• **Source text**:
___

> On May 13, 2024, at 20:14, Kees Cook <keesc...@chromium.org> wrote:
> 
> On Tue, May 14, 2024 at 01:38:49AM +0200, Andrew Pinski wrote:
>> On Mon, May 13, 2024, 11:41 PM Kees Cook <keesc...@chromium.org> wrote:
>>> But it makes no sense to warn about:
>>> 
>>> void sparx5_set (int * ptr, struct nums * sg, int index)
>>> {
>>>   if (index >= 4)
>>>     warn ();
>>>   *ptr = 0;
>>>   *val = sg->vals[index];
>>>   if (index >= 4)
>>>     warn ();
>>>   *ptr = *val;
>>> }
>>> 
>>> Because at "*val = sg->vals[index];" the actual value range tracking for
>>> index is _still_ [INT_MIN,INT_MAX]. (Only within the "then" side of the
>>> "if" statements is the range tracking [4,INT_MAX].)
>>> 
>>> However, in the case where jump threading has split the execution flow
>>> and produced a copy of "*val = sg->vals[index];" where the value range
>>> tracking for "index" is now [4,INT_MAX], is the warning valid. But it
>>> is only for that instance. Reporting it for effectively both (there is
>>> only 1 source line for the array indexing) is misleading because there
>>> is nothing the user can do about it -- the compiler created the copy and
>>> then noticed it had a range it could apply to that array index.
>>> 
>> 
>> "there is nothing the user can do about it" is very much false. They could
>> change warn call into a noreturn function call instead.  (In the case of
>> the Linux kernel panic). There are things the user can do to fix the
>> warning and even get better code generation out of the compilers.
> 
> This isn't about warn() not being noreturn. The warn() could be any
> function call; the jump threading still happens.

___

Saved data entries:

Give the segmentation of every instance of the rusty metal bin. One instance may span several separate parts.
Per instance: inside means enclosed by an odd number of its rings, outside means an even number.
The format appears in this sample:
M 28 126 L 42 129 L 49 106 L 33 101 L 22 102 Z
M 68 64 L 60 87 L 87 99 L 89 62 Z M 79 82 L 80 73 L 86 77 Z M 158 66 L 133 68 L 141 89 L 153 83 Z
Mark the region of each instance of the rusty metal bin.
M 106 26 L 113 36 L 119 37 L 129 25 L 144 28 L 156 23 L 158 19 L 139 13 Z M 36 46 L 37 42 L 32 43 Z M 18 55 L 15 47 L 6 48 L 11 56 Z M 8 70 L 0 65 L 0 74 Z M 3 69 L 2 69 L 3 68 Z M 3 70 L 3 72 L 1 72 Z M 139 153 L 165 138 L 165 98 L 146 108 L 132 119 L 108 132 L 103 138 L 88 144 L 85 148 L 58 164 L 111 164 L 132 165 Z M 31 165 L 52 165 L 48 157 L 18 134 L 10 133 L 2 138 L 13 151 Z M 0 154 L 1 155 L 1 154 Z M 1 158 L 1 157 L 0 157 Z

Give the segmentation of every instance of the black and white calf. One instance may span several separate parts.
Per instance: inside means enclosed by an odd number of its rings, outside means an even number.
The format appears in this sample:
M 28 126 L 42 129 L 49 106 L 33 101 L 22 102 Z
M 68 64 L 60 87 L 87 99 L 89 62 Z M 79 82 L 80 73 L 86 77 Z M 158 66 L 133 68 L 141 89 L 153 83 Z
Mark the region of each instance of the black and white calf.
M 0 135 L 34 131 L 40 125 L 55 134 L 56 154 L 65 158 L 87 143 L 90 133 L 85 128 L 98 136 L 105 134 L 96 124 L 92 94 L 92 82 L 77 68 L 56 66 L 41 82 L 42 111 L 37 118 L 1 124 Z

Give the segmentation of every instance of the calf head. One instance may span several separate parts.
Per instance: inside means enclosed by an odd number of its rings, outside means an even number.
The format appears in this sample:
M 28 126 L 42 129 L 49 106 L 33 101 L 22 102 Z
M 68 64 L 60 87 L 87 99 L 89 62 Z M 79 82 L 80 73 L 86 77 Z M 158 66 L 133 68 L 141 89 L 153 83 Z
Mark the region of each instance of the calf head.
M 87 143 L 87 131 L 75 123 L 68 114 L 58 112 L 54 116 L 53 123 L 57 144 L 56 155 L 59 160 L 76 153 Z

___

• **Short exercise**:
Carry on the mailing-list exchange about jump threading and array-index warnings, starting right after its final quoted line.

• **Answer to the problem**:
When the program is executed on the “if (index > = 4)” path,  the value of 
“index” is definitely
>= 4, when sg->vals[index] is referenced on this path (the case when the 
>routine “warn” is NOT noreturn), it’s
definitely an out-of-bounds array access.  So, the compiler’s warning is 
correct. And this warning does catch 
a potential issue in the source code that need to be fixed by either of the 
following two solutions:

   1. Make the routine “warn” as noreturn and mark it noreturn;
Or
   2. On the path “if (index >= 4)”, make the value of “index” in the bound of 
the array. 

With either of the above source code changes, we can fix this potential 
out-of-bound array access bug in the source code.

Qing
> 
> GCC is warning about a compiler-constructed situation that cannot be
> reliably fixed on the source side (GCC emitting the warning is highly
> unstable in these cases), since the condition is not *always* true for
> the given line of code. If it is not useful to warn for "array[index]"
> being out of range when "index" is always [INT_MIN,INT_MAX], then it
> is not useful to warn when "index" MAY be [INT_MIN,INT_MAX] for a given
> line of code.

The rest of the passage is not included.